## [Request]
Restate all of the data exactly.

====== Task inputs ======

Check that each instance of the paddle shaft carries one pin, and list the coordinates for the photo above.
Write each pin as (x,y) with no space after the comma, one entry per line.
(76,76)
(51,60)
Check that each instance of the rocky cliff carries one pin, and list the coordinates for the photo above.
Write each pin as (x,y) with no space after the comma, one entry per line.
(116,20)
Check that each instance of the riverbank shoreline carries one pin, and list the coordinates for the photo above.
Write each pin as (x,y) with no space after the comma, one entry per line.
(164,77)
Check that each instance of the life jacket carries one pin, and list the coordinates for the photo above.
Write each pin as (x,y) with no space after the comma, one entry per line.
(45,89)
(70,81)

======

## [Result of the exercise]
Check that each instance of the paddle shaft carries one pin, and list the coordinates for the photo above.
Write each pin as (x,y) with no space after the comma, one entry per line.
(76,76)
(51,60)
Check that each instance of the rocky cliff carries one pin, and list the coordinates for the photo above.
Write each pin as (x,y) with no space after the comma, one entry per line.
(116,20)
Check that each instance of the riverbank shoreline carries one pin, and list the coordinates for the photo above.
Write each pin as (x,y) with no space after the comma, one entry per line.
(164,77)
Check that each instance of the life jacket carries one pin, and list the coordinates for the photo above.
Write each pin as (x,y) with no space after the comma, one entry per line.
(45,89)
(70,81)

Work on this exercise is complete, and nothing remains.